_Exercise brief_: Below are records to be output exactly, every one of them.
- - -
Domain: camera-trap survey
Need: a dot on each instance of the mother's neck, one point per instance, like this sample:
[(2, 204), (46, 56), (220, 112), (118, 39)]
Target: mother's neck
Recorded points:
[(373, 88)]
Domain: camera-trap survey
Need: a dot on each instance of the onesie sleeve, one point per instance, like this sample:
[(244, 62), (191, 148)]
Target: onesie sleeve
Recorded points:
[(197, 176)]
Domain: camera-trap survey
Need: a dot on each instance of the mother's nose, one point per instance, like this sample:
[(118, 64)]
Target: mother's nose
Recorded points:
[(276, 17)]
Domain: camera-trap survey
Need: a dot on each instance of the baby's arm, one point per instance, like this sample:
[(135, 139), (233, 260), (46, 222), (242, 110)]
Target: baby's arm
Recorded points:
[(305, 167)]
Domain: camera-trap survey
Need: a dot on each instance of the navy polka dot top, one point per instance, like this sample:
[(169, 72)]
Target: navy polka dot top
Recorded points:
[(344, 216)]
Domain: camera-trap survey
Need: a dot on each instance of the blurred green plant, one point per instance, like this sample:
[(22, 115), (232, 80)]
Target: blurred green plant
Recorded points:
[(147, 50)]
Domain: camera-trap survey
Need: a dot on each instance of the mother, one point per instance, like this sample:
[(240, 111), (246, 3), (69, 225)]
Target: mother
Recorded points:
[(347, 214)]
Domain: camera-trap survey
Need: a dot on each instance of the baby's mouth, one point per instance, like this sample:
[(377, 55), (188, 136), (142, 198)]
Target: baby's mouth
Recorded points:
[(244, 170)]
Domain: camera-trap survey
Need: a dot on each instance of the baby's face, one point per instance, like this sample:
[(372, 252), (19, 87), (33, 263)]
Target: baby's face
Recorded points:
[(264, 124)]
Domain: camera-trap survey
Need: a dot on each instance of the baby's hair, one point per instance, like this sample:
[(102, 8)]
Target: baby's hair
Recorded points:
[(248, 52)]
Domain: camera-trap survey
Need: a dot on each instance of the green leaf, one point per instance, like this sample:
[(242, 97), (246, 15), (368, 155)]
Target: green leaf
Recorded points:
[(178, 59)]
- - -
_Finished exercise_:
Domain: camera-trap survey
Need: a dot on each instance of the mother's neck, one point per instance, like this sample:
[(2, 204), (46, 56), (220, 112), (118, 39)]
Target: mother's neck
Recorded points:
[(373, 88)]
Domain: camera-trap survey
Need: a dot on each instance of the onesie sleeve, one point per instance, like this sample:
[(244, 62), (191, 148)]
Target: onesie sleeve
Recorded points:
[(197, 176)]
Domain: camera-trap survey
Need: a dot on each instance of the mother's nose, one point per instance, like this sample:
[(118, 64)]
Target: mother's nose
Recorded points:
[(276, 17)]
Domain: camera-trap survey
Need: a dot on each instance of the baby's arm, one point per instance, like this sample:
[(135, 139), (233, 260), (46, 222), (242, 110)]
Target: baby's arm
Recorded points:
[(305, 167)]
Domain: camera-trap survey
Need: a dot on each instance of the navy polka dot top, one point per instance, like this sample:
[(169, 72)]
Target: navy polka dot top
Recorded points:
[(344, 216)]
Domain: camera-trap survey
Need: a dot on each instance of the blurred green plant, one point per instance, like this sample:
[(22, 115), (232, 80)]
Target: blurred green plant
Recorded points:
[(147, 50)]
Domain: camera-trap survey
Need: a dot on each instance of the mother, one point per instance, like this sample:
[(240, 111), (246, 3), (69, 225)]
Target: mother
Recorded points:
[(347, 214)]
Domain: camera-trap survey
Need: a dot on each instance of the baby's mouth, one point per instance, like this sample:
[(377, 55), (188, 136), (142, 198)]
Target: baby's mouth
Recorded points:
[(244, 170)]
Domain: camera-trap survey
Need: a dot on each instance of the baby's face, one point per instance, like this sample:
[(372, 252), (19, 87), (33, 263)]
Target: baby's face
Recorded points:
[(264, 124)]
Domain: camera-trap survey
Need: a dot on each instance of the baby's hair, one point per instance, like this sample:
[(102, 8)]
Target: baby's hair
Recorded points:
[(248, 52)]
Domain: camera-trap survey
Need: a dot on each instance of the green leaf, one point per instance, like this sample:
[(242, 97), (246, 15), (368, 155)]
Target: green leaf
Recorded points:
[(178, 59)]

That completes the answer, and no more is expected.